> **Source passage**:
----
South Africa civil construction industry status in Brief
- The FNB/BER Civil Confidence Index rose to 11 in 3Q2020, from an alltime low of 5 in 2Q2020.
- Even though lockdown restrictions eased such that construction firms could
operate more normally, activity levels remained ultra-depressed with only a
marginal improvement from 2Q2020
Sentiment in South Africa civil construction sector, as measured by the FNB/BER Civil Confidence Index, increased to a still low level of 11 in 3Q2020, from 5 in 2Q2020, a new survey has shown.
The survey by the First National Bank (FNB) indicates that majority of respondents are dissatisfied with prevailing business conditions.
Siphamandla Mkhwanazi, Property Economist at FNB said that things had started to look up in the first quarter of 2020, when Covid-19 hit the country bringing the economy to a halt.
“From a depressed level of 10 in 1Q2019, confidence rose steadily to 24 in 1Q2020. Then, because of measures to curb the spread of Covid-19, activity came to a standstill in Q2 and understandably confidence fell sharply,” observed Mkhwanazi.
He expressed disappointment that while the restrictions on construction sector have been lifted, confidence still remained low in the third quarter.
“Essentially, all the confidence gains of the 12 months prior to 2Q2020 have been wiped out,” remarked Siphamandla Mkhwanazi.
Underpinning the low confidence was continued pressure on activity, which, while improved compared to 2Q2020, is likely well below the level recorded in 3Q2019.
According to Statistics South Africa (Stats SA), the real value of construction works declined by 30.9% year-on-year (y-o-y) in 2Q2020, after a more muted contraction of 1.9% y-o-y in 1Q2020.
“While this quarter’s survey results suggest a further fall in activity in 3Q2020, it is unlikely that it is as dire as registered in 2Q2020. That said, a mild decline such as registered in 1Q2020 is again way too optimistic,” cautioned Mkhwanazi.
Downbeat prospects for work over the next few quarters also kept confidence low.
In 3Q2020, a slightly higher percentage of respondents – than the already elevated level in 2Q2020 – stated that the demand for new work, a proxy for company order books, was insufficient given normal business requirements.
----
> **Listed records**:
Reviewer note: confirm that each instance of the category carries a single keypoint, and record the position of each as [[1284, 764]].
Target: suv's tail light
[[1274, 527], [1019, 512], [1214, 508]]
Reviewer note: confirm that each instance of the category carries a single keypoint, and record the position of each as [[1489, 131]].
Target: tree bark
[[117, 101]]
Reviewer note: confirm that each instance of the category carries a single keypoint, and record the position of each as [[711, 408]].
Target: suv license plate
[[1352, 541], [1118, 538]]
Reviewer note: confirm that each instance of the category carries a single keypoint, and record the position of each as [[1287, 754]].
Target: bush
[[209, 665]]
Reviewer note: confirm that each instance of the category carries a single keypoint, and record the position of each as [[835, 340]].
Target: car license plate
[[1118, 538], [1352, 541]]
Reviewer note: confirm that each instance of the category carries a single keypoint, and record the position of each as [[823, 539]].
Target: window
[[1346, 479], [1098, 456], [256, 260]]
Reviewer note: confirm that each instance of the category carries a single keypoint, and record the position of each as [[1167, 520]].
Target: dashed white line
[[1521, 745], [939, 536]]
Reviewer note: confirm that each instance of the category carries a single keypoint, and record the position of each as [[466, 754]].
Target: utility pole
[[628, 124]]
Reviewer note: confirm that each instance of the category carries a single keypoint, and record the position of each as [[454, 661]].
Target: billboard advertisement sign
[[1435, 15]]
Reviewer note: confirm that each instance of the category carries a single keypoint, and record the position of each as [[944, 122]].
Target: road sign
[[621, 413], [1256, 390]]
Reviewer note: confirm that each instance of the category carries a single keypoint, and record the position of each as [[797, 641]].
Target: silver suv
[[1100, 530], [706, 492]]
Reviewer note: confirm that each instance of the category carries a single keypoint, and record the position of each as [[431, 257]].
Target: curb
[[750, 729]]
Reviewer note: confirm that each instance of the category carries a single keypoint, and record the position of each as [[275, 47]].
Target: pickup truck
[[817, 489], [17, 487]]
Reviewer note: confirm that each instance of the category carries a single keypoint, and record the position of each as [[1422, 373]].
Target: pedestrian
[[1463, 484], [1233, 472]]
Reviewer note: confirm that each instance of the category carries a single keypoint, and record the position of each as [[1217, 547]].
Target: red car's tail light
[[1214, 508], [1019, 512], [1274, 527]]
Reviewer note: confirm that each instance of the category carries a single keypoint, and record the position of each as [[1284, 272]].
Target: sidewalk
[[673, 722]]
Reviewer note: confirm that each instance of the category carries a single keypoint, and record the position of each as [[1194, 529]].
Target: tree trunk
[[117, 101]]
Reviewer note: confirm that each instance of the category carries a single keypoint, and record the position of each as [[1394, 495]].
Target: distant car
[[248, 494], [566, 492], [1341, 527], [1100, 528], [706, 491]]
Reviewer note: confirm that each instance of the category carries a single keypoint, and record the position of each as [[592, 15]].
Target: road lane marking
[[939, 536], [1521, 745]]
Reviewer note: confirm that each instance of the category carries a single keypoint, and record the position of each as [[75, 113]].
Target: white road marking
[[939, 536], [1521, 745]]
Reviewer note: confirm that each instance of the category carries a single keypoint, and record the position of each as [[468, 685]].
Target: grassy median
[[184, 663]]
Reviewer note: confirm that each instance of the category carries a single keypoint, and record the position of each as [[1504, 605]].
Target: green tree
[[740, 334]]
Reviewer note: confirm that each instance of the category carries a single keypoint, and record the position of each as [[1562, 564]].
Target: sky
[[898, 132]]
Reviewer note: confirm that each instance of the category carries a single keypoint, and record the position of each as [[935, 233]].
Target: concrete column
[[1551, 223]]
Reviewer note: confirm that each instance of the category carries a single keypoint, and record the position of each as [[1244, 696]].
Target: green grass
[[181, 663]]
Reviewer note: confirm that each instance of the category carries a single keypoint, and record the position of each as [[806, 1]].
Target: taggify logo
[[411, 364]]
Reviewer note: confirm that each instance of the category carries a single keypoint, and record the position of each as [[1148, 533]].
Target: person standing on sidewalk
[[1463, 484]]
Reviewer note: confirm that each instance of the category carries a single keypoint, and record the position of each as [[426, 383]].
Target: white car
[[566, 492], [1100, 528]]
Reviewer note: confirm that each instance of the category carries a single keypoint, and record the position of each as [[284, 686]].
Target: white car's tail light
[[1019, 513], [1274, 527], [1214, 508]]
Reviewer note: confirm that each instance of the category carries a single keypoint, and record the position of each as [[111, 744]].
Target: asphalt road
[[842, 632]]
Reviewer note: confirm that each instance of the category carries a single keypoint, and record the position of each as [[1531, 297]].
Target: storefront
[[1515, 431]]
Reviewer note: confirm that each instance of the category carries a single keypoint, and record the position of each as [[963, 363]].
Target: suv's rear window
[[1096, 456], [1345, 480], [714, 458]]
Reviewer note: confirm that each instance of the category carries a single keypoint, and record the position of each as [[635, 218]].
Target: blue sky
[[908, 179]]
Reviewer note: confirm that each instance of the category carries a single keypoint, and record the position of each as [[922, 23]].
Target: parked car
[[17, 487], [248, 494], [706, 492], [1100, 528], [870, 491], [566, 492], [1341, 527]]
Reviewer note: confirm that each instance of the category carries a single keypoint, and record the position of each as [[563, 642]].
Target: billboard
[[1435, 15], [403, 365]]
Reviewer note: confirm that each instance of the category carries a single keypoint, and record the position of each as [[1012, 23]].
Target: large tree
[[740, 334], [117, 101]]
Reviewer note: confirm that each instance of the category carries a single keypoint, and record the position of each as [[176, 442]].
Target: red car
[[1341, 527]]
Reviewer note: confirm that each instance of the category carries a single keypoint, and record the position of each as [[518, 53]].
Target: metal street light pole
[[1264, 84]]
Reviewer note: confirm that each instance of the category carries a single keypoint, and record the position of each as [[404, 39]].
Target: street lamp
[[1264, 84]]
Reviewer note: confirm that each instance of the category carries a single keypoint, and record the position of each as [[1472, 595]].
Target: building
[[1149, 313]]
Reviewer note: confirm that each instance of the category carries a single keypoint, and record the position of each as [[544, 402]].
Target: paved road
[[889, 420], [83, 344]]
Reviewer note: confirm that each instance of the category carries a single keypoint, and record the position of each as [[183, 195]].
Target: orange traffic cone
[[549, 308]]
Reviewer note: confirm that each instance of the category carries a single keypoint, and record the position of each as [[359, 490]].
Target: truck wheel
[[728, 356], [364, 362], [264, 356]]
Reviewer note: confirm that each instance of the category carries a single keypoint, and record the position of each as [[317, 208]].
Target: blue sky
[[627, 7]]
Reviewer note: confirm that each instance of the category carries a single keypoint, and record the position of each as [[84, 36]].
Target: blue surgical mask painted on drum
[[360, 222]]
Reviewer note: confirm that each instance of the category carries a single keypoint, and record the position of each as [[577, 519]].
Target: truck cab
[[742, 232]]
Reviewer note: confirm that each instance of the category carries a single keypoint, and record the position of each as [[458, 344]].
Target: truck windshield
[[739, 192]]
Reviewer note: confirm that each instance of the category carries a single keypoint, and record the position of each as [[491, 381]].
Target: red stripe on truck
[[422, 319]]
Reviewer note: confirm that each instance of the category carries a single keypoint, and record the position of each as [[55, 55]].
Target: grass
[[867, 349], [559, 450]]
----
Can you reproduce the civil construction report word for word, starting at the words "South Africa civil construction industry" and stopping after "prevailing business conditions."?

South Africa civil construction industry status in Brief
- The FNB/BER Civil Confidence Index rose to 11 in 3Q2020, from an alltime low of 5 in 2Q2020.
- Even though lockdown restrictions eased such that construction firms could
operate more normally, activity levels remained ultra-depressed with only a
marginal improvement from 2Q2020
Sentiment in South Africa civil construction sector, as measured by the FNB/BER Civil Confidence Index, increased to a still low level of 11 in 3Q2020, from 5 in 2Q2020, a new survey has shown.
The survey by the First National Bank (FNB) indicates that majority of respondents are dissatisfied with prevailing business conditions.